▶ _Work required_:
Could you put every row below into a numbered list, leaving out any blank lines?

--

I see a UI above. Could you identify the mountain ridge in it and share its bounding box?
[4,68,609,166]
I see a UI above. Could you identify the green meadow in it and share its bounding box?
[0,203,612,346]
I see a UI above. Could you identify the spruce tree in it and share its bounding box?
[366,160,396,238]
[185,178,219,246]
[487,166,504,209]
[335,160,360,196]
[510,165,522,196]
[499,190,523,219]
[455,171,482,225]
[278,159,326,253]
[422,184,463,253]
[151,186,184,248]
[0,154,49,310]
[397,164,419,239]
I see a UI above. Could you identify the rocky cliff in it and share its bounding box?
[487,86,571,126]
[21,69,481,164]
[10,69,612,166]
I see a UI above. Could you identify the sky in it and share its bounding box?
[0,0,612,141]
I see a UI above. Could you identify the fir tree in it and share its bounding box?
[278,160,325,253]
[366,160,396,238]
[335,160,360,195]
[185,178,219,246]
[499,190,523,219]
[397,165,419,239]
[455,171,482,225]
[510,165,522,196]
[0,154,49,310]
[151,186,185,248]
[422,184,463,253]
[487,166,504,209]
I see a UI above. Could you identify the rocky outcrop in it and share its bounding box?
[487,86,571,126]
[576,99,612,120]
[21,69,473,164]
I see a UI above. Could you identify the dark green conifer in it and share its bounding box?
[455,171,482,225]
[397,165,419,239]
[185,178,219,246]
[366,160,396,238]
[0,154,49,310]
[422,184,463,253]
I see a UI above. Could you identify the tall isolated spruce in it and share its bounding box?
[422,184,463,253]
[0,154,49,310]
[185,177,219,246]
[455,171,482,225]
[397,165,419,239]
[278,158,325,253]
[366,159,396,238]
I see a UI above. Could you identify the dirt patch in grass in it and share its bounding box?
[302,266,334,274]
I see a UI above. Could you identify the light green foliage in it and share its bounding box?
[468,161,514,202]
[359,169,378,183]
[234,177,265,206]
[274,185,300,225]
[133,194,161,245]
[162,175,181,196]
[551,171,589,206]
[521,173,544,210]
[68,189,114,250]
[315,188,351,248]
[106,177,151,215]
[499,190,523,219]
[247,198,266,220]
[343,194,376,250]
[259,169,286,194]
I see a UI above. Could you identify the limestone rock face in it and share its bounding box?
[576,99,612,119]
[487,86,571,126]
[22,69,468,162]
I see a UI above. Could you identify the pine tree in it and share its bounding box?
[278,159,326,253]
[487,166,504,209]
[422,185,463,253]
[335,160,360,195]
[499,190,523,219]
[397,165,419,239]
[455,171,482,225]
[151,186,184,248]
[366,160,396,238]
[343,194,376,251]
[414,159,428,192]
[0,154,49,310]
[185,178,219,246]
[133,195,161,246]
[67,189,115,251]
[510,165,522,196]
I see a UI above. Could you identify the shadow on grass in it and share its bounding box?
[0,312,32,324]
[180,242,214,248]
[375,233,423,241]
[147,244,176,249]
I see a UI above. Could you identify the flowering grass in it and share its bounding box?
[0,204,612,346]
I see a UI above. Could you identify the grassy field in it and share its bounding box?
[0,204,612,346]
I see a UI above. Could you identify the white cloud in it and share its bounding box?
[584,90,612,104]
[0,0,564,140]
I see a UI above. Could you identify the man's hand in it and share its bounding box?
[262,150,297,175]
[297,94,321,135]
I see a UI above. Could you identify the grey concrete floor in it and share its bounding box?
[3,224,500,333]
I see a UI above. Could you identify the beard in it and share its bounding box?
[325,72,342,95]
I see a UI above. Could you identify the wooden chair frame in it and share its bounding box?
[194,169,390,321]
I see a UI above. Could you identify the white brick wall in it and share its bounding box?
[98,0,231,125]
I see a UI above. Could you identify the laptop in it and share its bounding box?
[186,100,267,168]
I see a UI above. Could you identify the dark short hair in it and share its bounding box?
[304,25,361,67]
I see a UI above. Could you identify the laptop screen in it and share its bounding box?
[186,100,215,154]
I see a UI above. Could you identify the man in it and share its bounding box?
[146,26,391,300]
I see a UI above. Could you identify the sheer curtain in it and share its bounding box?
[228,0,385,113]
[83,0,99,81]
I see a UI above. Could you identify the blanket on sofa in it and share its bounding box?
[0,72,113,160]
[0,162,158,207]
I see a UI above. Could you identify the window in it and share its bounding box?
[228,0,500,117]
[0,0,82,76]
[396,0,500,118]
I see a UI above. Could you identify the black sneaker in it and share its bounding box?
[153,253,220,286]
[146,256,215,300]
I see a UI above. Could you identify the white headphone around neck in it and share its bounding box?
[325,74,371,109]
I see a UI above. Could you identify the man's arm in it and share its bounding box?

--

▶ _Problem solution_:
1. I see a UI above. Could you identify the mountain ridge in it and share its bounding box?
2. [4,68,609,166]
3. I see a UI above. Could you identify the green meadow in it and share its bounding box?
4. [0,203,612,346]
5. I see a UI above. Could you identify the spruce tree in it and share its bounding box?
6. [366,160,396,238]
7. [185,178,219,246]
8. [487,166,504,209]
9. [335,160,360,196]
10. [510,165,522,196]
11. [499,190,523,219]
12. [455,171,482,225]
13. [278,159,326,253]
14. [422,184,463,253]
15. [151,186,184,248]
16. [0,154,49,310]
17. [397,164,419,239]
18. I see a UI above. Could you identify the rocky cliff in it and share its bounding box?
19. [487,86,571,126]
20. [21,69,481,164]
21. [10,69,612,166]
22. I see a UI above. Could you identify the sky in it and share its bounding box?
23. [0,0,612,141]
24. I see a UI above. Could you identify the fir tree in it and share its bounding box?
25. [278,160,325,253]
26. [366,160,396,238]
27. [335,160,360,195]
28. [185,178,219,246]
29. [499,190,523,219]
30. [397,165,419,239]
31. [455,171,482,225]
32. [510,165,522,196]
33. [0,154,49,310]
34. [151,186,185,248]
35. [422,184,463,253]
36. [487,166,504,209]
37. I see a UI above. Could you identify the rocky outcrop in it and share its bounding box?
38. [487,86,571,126]
39. [576,99,612,120]
40. [21,69,473,164]
41. I see a UI above. Could you identify the dark green conifer in it and share its bounding box?
42. [455,171,482,225]
43. [397,165,419,239]
44. [185,178,219,246]
45. [366,160,396,238]
46. [0,154,49,310]
47. [422,184,463,253]
48. I see a UI above. Could you identify the tall isolated spruce in it and share its bounding box?
49. [422,184,463,253]
50. [0,154,49,310]
51. [185,177,219,246]
52. [455,171,482,225]
53. [397,165,419,239]
54. [278,158,325,253]
55. [366,159,396,238]
56. I see a UI above. Could you identify the dirt patch in grass in it and share its bounding box?
57. [302,266,334,274]
58. I see a UI above. Could you identify the light green foliage in it and share its bounding box?
59. [468,161,514,202]
60. [359,169,378,183]
61. [234,177,265,206]
62. [274,185,300,225]
63. [133,194,161,245]
64. [162,175,181,196]
65. [551,171,589,206]
66. [521,173,544,210]
67. [68,189,114,250]
68. [315,188,351,248]
69. [106,177,151,215]
70. [499,190,523,219]
71. [247,198,266,220]
72. [343,194,376,250]
73. [259,169,286,194]
74. I see a UI above. Could you identify the limestone rock face in it and share its bounding box?
75. [576,99,612,119]
76. [487,86,571,126]
77. [22,69,468,162]
78. I see a UI above. Could you identify the pine tree in it and share its bounding box?
79. [278,159,326,253]
80. [487,166,504,209]
81. [422,185,463,253]
82. [335,160,360,195]
83. [499,190,523,219]
84. [397,165,419,239]
85. [455,171,482,225]
86. [151,186,184,248]
87. [366,160,396,238]
88. [343,194,376,251]
89. [414,159,428,192]
90. [0,154,49,310]
91. [185,178,219,246]
92. [133,195,161,246]
93. [67,189,115,251]
94. [510,165,522,196]
95. I see a UI above. Could you identify the shadow on grass in it and share its bounding box?
96. [0,312,32,324]
97. [180,242,214,248]
98. [375,233,423,241]
99. [147,244,176,249]
100. I see a UI above. Could you identify the flowering grass in it and share its bounding box?
101. [0,204,612,346]
102. I see a UI above. Could you identify the grassy field in it and share its bounding box?
103. [0,204,612,346]
104. I see a UI above. Could you identify the white cloud in it and share its bounding box?
105. [584,90,612,104]
106. [0,0,564,140]
107. I see a UI above. Could you identify the man's hand in it and share its bounding box?
108. [262,150,297,175]
109. [297,94,321,135]
110. I see a UI above. Could you identify the grey concrete floor in it and share its bounding box?
111. [3,224,500,333]
112. I see a UI above. Could you identify the beard in it and share its bounding box?
113. [325,72,342,95]
114. I see a UI above. Could you identify the wooden chair frame in it and share its bounding box?
115. [194,169,390,321]
116. I see a UI above. Could you identify the white brick wall in it and share its bounding box?
117. [98,0,231,125]
118. I see a UI above. Could you identify the laptop in it and share its bounding box?
119. [186,100,267,168]
120. I see a UI above. Could you identify the dark short hair in it and share its bounding box?
121. [304,25,361,67]
122. I see a UI above. Could you identify the laptop screen in it and share its bounding box?
123. [186,100,215,154]
124. I see a UI above. Could you identify the man in it and share its bounding box?
125. [146,26,391,300]
126. I see a UI above. Could you identify the sheer curtain in it and share its bounding box?
127. [228,0,385,113]
128. [83,0,99,81]
129. I see a UI above. Could you identify the blanket on sofa in it and share its bounding box?
130. [0,72,113,160]
131. [0,162,158,207]
132. I see a UI above. Could you identify the window in it and share its bounding box?
133. [228,0,500,117]
134. [0,0,82,76]
135. [396,0,500,118]
136. I see a UI above. Could you identify the black sneaker in it and share its bounding box?
137. [153,253,220,286]
138. [146,256,215,300]
139. I see a UI above. Could you identify the white headphone around neck in it and share its bounding box?
140. [325,74,371,109]
141. I see a UI above. Could you identify the man's arm in it and share its bounding box?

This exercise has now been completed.